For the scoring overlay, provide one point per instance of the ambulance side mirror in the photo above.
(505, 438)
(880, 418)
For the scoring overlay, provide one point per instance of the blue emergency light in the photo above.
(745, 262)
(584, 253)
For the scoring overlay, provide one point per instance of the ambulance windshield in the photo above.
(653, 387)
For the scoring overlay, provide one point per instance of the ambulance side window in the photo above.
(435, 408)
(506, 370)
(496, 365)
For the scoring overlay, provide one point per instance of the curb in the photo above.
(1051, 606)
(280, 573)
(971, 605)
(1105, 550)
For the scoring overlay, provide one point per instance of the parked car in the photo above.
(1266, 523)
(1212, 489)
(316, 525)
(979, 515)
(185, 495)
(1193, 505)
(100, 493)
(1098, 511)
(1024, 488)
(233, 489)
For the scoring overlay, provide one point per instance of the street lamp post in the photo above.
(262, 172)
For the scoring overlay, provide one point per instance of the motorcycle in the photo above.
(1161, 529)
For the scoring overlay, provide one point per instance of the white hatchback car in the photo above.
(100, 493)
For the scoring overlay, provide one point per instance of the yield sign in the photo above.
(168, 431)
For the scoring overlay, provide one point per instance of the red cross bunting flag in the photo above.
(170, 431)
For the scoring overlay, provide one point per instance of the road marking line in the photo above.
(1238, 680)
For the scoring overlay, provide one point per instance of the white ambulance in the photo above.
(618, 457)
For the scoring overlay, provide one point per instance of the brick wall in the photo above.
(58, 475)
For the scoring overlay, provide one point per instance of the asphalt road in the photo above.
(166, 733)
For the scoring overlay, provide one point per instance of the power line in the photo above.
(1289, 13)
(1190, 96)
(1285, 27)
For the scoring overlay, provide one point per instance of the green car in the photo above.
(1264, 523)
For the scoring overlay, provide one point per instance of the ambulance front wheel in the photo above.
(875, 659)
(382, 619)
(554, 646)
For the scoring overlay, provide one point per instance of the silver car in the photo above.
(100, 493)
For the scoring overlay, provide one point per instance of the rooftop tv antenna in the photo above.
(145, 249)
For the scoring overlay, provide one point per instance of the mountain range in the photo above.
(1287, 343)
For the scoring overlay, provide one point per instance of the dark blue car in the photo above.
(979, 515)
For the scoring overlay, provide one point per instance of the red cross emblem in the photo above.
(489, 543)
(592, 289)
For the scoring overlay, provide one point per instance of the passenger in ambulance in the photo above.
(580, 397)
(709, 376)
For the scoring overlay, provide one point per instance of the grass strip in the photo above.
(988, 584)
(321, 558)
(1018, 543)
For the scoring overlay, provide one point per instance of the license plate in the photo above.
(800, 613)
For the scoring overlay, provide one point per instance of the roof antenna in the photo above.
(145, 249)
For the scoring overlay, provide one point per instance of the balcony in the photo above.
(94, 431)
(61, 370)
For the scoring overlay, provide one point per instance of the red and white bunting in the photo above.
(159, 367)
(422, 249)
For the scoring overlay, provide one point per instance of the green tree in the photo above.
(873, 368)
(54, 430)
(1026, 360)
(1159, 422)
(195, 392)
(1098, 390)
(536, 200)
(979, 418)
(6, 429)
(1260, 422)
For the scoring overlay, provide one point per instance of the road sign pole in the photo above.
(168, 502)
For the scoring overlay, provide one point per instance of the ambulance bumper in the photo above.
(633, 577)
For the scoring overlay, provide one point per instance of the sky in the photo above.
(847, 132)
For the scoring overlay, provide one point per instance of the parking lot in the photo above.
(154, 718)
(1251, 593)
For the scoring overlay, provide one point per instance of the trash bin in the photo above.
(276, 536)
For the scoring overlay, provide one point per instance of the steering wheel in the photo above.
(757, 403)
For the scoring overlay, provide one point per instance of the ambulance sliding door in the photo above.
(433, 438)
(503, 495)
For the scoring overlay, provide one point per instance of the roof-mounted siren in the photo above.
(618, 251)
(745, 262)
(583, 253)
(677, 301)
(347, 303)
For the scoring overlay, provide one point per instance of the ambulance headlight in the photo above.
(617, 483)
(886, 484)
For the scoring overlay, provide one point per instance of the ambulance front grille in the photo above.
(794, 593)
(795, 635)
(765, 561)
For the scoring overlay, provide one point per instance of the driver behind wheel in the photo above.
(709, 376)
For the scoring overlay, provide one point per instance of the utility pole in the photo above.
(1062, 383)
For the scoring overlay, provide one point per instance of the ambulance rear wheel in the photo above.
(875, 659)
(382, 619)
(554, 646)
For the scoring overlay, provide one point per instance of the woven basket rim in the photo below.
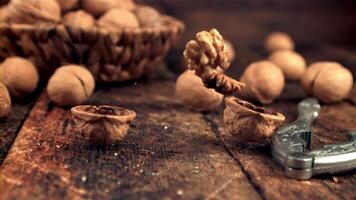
(172, 23)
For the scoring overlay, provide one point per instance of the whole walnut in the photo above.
(192, 92)
(117, 19)
(5, 101)
(66, 5)
(102, 125)
(99, 7)
(249, 123)
(328, 81)
(70, 85)
(19, 75)
(279, 41)
(264, 82)
(291, 63)
(146, 15)
(34, 11)
(79, 19)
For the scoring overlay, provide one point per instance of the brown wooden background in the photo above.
(172, 152)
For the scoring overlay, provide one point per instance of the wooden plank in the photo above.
(10, 126)
(169, 153)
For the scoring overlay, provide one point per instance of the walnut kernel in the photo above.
(19, 75)
(207, 55)
(328, 81)
(249, 123)
(291, 63)
(70, 85)
(66, 5)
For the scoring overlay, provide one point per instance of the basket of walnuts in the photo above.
(117, 40)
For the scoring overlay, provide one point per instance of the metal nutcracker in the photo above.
(291, 147)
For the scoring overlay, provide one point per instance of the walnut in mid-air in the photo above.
(207, 54)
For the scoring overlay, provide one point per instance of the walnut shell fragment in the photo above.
(34, 11)
(102, 125)
(5, 101)
(250, 123)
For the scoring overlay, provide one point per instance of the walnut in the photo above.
(19, 75)
(102, 125)
(146, 15)
(99, 7)
(264, 82)
(192, 92)
(117, 19)
(328, 81)
(206, 55)
(249, 123)
(5, 101)
(66, 5)
(4, 14)
(34, 11)
(79, 19)
(70, 85)
(279, 41)
(291, 63)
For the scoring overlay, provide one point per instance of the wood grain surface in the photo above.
(172, 152)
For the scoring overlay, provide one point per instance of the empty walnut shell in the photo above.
(102, 125)
(250, 123)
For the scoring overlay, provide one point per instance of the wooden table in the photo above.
(172, 152)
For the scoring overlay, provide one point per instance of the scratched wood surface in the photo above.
(172, 152)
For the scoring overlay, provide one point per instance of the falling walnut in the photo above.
(206, 54)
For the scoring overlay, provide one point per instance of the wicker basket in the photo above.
(110, 56)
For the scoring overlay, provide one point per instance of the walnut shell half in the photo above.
(250, 123)
(102, 125)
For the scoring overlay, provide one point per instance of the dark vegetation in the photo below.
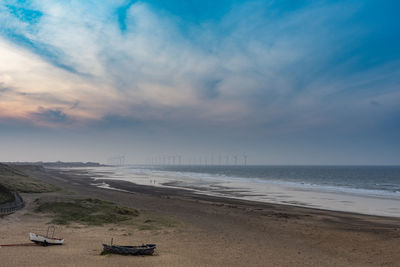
(16, 180)
(5, 195)
(85, 211)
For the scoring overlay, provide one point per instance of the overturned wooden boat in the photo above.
(145, 249)
(47, 239)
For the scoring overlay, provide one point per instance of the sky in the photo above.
(283, 82)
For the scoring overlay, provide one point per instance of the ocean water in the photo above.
(362, 189)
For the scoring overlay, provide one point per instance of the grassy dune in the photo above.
(86, 211)
(5, 195)
(16, 180)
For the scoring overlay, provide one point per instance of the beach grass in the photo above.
(85, 211)
(5, 195)
(16, 180)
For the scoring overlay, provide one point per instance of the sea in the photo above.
(373, 190)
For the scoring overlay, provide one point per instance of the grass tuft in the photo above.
(86, 211)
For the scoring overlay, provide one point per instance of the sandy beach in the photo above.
(206, 231)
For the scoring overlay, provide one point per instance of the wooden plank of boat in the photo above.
(147, 249)
(44, 240)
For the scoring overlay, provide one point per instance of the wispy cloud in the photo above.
(128, 59)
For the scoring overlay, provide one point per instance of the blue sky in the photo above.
(287, 82)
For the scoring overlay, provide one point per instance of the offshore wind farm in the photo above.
(214, 133)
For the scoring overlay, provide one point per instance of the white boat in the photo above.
(46, 240)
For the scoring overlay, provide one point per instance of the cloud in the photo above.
(126, 59)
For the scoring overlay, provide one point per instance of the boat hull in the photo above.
(147, 249)
(42, 240)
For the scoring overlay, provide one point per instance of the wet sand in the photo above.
(212, 231)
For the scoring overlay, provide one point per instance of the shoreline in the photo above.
(127, 187)
(214, 231)
(266, 192)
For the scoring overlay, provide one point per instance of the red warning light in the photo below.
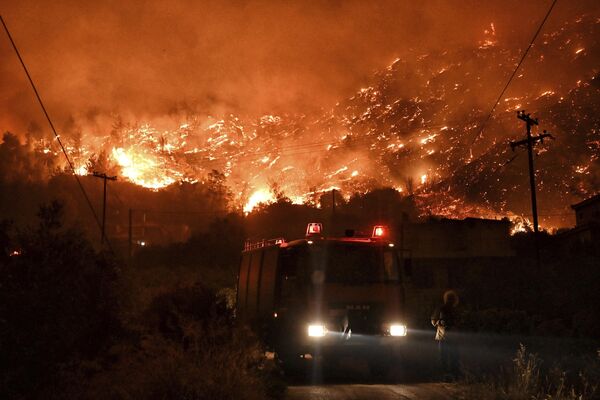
(379, 231)
(314, 228)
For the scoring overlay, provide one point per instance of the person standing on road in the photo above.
(445, 320)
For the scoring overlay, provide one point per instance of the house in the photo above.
(586, 234)
(442, 254)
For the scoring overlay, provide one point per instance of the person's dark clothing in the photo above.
(445, 319)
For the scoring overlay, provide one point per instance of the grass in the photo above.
(528, 378)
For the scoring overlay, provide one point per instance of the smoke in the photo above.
(146, 60)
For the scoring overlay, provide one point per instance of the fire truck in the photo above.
(324, 298)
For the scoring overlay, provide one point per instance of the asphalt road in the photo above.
(422, 391)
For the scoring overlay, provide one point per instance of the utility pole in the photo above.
(130, 237)
(105, 178)
(530, 141)
(333, 202)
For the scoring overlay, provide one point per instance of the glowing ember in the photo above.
(261, 196)
(141, 169)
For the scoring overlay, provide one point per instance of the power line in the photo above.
(57, 136)
(514, 73)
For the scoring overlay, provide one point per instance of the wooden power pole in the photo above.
(530, 141)
(105, 178)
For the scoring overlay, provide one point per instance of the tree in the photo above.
(58, 305)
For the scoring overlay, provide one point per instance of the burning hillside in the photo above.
(415, 128)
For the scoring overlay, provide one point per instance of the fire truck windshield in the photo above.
(348, 263)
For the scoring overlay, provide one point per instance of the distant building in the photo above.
(441, 254)
(588, 211)
(586, 234)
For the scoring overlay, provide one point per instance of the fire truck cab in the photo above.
(322, 297)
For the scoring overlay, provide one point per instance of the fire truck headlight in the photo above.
(398, 330)
(316, 330)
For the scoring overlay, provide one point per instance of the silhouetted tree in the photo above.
(58, 306)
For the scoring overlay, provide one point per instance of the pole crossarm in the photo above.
(534, 139)
(104, 176)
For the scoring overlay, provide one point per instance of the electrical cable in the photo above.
(57, 136)
(480, 133)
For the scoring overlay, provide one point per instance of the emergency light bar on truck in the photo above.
(315, 229)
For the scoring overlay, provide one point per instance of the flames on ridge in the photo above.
(415, 128)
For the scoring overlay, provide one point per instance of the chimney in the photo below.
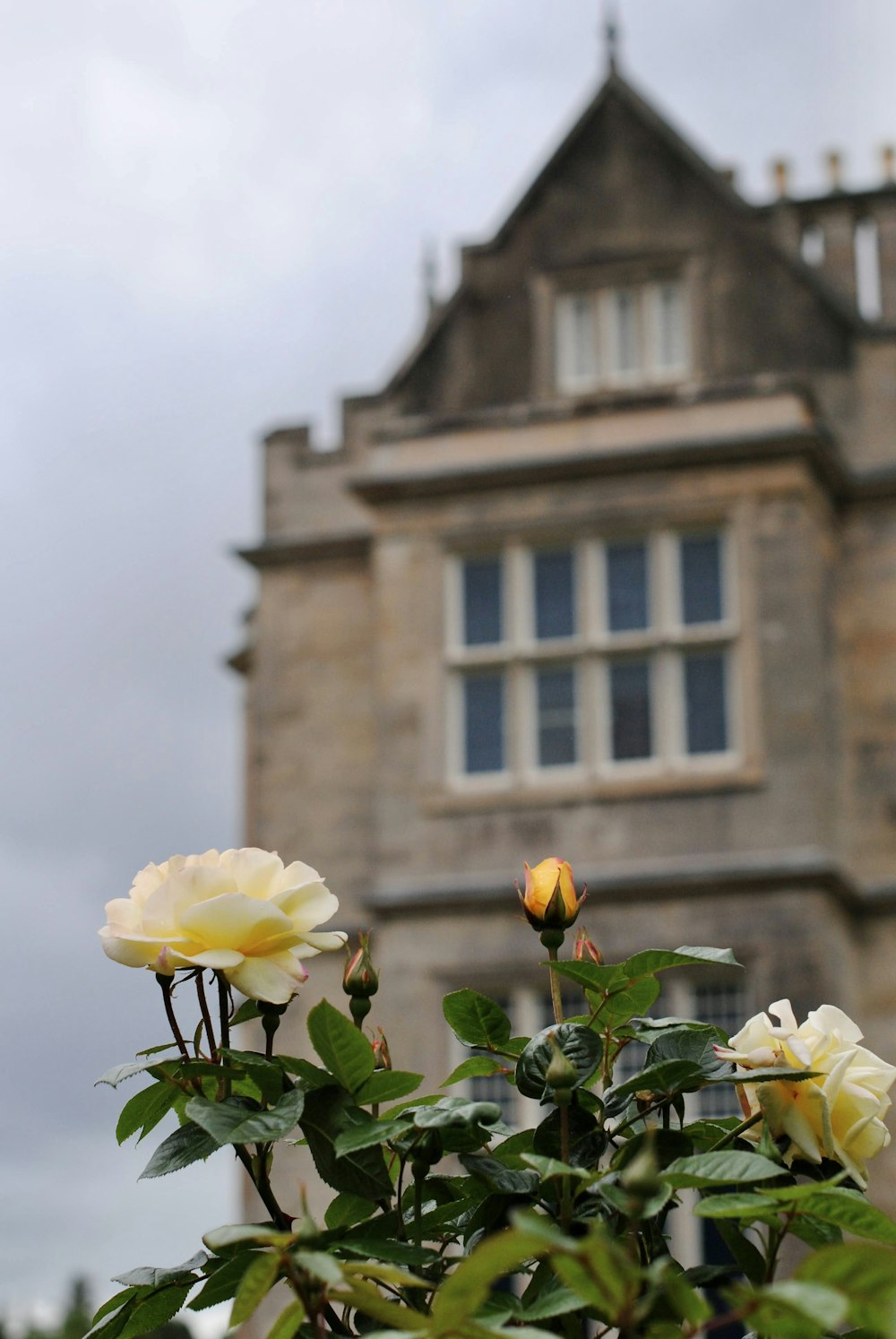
(780, 174)
(833, 162)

++++++++

# STATED GOAL
Copy the listing above word for word, starting with its first line and going on through the line containing "(1161, 529)", with that line included.

# FINAL RESULT
For the scoring overlay, provide one point per instance of the ambulance side mirror in the photo above.
(505, 438)
(880, 418)
For the scoring overlay, provide one point per instance of the blue emergency light in the photo above.
(745, 262)
(584, 253)
For the scoring overlay, provide one point per instance of the ambulance windshield in the photo above.
(653, 387)
For the scoring overlay, provide one point per instance of the ambulance side window in the photo above.
(435, 408)
(506, 370)
(496, 365)
For the scoring overlay, provide one point per instance of the curb in the photo above.
(1051, 606)
(280, 573)
(971, 605)
(1105, 550)
For the scoring overlay, provide one point per instance of the parked car in the photo above.
(1266, 523)
(1212, 489)
(316, 525)
(979, 515)
(185, 495)
(1193, 505)
(100, 493)
(1098, 511)
(1024, 488)
(233, 489)
For the scoring overlay, provide one point per instance of the street lamp post in the photo above.
(262, 172)
For the scoring overlay, provide one point per instance of the motorcycle in the photo above.
(1161, 529)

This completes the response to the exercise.